> _What is needed_: Copy the listing from its very first line down to and including the line that contains "positive clicks: (161, 2)". Leave the pictures out.

> _Records to use_:
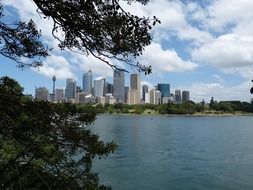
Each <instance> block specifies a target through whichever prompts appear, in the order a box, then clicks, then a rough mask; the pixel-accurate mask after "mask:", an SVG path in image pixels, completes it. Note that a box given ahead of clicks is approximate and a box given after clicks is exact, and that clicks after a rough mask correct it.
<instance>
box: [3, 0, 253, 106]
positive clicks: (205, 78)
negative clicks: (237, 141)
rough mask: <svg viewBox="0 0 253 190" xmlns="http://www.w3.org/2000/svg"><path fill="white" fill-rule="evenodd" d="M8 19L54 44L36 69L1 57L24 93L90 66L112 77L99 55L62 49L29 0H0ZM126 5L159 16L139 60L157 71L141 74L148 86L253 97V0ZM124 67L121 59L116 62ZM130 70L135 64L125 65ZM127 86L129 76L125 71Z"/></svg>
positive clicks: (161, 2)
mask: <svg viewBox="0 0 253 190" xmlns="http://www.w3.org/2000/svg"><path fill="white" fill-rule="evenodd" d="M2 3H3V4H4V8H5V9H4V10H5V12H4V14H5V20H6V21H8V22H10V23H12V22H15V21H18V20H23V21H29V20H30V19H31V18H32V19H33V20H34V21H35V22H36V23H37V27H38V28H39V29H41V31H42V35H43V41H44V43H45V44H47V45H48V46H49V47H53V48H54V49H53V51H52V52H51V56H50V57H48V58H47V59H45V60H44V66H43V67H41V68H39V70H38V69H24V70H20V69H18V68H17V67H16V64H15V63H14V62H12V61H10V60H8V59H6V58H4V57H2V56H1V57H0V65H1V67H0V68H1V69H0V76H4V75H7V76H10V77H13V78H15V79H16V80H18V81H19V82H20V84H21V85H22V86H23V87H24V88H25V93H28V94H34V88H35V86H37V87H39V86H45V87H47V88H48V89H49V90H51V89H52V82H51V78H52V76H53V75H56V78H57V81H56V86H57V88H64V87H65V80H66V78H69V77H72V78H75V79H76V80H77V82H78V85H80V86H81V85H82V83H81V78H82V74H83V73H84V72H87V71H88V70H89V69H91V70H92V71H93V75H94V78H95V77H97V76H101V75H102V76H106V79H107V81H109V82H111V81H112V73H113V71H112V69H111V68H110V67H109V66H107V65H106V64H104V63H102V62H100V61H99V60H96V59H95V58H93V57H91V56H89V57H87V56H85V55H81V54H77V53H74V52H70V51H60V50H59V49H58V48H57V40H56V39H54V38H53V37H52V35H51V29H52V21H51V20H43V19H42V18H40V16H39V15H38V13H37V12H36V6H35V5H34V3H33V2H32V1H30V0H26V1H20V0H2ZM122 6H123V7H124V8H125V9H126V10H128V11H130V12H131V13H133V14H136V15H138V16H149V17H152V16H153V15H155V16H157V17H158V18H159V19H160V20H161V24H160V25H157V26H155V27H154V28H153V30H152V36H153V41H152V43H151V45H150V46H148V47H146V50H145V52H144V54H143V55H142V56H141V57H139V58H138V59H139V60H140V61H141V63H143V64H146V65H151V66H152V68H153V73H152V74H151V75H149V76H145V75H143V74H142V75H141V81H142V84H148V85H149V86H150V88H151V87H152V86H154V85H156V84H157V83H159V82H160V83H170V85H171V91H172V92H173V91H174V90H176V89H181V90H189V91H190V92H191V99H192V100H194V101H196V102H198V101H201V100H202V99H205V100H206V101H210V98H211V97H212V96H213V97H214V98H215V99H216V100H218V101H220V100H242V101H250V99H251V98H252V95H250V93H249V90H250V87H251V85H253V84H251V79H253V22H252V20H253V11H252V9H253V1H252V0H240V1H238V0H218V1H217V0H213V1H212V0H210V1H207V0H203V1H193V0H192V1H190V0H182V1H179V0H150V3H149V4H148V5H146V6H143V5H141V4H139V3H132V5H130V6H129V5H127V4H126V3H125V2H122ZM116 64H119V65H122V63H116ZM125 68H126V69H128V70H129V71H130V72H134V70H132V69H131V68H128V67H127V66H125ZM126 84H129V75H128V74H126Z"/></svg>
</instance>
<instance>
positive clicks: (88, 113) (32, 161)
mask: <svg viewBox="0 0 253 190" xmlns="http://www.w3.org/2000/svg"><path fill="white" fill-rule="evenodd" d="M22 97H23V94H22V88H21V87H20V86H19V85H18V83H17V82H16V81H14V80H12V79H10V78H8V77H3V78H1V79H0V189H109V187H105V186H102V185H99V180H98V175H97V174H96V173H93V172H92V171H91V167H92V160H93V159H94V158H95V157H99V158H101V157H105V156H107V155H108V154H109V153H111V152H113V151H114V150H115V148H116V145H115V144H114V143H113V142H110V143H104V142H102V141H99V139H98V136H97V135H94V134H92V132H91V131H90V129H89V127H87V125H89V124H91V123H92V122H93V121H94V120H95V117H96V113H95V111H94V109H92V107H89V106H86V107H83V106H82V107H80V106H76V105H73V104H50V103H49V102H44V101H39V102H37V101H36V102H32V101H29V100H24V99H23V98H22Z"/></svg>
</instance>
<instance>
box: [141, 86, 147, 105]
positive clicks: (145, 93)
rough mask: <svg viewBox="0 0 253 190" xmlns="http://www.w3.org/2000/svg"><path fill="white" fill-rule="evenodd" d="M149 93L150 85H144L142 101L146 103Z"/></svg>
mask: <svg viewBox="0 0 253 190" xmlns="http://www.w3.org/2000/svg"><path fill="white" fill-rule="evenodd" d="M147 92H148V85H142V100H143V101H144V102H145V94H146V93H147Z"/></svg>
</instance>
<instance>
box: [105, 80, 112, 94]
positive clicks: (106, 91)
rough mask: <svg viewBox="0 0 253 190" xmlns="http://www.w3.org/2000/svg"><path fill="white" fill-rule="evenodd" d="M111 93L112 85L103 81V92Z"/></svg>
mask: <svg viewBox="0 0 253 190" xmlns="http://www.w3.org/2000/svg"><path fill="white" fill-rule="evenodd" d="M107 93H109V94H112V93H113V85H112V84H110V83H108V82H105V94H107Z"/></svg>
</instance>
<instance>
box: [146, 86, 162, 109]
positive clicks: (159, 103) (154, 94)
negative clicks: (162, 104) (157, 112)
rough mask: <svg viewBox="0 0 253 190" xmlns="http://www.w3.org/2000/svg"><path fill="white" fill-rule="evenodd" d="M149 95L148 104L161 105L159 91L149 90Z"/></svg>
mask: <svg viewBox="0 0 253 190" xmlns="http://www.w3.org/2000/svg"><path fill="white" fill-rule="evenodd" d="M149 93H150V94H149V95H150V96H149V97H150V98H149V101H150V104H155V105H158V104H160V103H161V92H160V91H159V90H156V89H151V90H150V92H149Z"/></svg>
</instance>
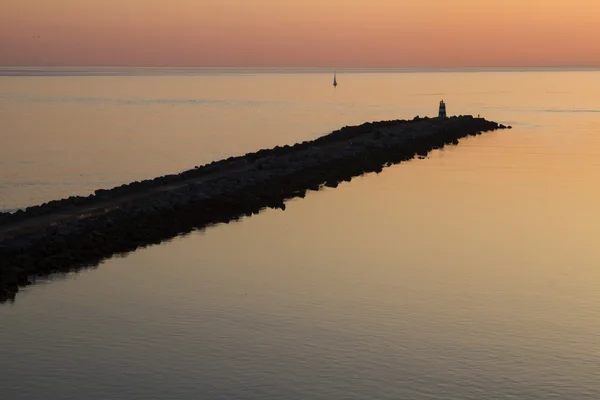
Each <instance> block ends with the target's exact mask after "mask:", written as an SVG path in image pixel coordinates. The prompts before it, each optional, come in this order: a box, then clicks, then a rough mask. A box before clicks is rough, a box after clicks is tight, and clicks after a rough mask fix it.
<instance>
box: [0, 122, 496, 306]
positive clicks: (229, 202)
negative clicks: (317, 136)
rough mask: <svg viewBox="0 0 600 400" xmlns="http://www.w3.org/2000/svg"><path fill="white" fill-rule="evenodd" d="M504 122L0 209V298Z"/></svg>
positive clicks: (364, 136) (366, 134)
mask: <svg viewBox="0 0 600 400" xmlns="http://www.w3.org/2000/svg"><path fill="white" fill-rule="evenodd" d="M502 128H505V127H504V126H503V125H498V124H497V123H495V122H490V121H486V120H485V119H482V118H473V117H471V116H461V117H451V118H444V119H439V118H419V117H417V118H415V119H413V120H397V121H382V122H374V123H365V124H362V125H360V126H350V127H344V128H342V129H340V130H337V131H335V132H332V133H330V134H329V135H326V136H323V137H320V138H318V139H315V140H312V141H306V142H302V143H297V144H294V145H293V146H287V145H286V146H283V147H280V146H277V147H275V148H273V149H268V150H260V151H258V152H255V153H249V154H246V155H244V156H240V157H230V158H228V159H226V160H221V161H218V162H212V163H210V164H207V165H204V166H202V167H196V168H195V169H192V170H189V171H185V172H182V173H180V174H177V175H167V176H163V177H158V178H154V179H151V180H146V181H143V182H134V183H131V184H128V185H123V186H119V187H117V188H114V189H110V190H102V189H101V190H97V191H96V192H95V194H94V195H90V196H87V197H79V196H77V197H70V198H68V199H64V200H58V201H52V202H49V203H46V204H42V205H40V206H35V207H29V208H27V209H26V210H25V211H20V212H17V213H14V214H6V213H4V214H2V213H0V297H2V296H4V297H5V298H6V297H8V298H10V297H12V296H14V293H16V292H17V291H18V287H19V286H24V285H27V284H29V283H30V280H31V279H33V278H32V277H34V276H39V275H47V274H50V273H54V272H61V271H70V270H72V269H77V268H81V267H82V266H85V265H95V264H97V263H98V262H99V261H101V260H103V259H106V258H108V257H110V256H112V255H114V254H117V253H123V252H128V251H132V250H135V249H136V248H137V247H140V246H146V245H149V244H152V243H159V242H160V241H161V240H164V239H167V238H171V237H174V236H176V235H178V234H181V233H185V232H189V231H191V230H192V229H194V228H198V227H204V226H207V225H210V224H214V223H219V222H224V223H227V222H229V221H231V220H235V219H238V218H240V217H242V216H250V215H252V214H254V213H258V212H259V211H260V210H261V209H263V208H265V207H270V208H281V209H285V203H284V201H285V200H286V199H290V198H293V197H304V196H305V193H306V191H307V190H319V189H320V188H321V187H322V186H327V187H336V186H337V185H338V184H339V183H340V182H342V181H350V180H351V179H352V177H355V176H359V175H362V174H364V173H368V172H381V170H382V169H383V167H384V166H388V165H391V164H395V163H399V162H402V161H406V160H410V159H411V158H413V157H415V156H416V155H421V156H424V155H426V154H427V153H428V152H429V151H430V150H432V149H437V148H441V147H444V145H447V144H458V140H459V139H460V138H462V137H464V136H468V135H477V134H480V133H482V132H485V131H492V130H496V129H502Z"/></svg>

> _Solution to this task_:
Each <instance> block specifies a target through whichever prompts appear, in the order a box, then clicks, then a rough mask; the pixel-accurate mask after "mask:", an SVG path in image pixels, completes it. Note that a box given ahead of clicks is approximate and a box given after clicks is exact, and that clicks after a rough mask correct it.
<instance>
box: [3, 0, 253, 106]
positive clicks: (205, 78)
negative clicks: (237, 141)
rough mask: <svg viewBox="0 0 253 190" xmlns="http://www.w3.org/2000/svg"><path fill="white" fill-rule="evenodd" d="M8 19L54 44L36 69L1 57L24 93L90 66L112 77L99 55L62 49L29 0H0ZM126 5L159 16L139 60L157 71L141 74L148 86L253 97V0ZM124 67L121 59L116 62ZM130 70L135 64L125 65ZM127 86L129 76L125 71Z"/></svg>
positive clicks: (161, 2)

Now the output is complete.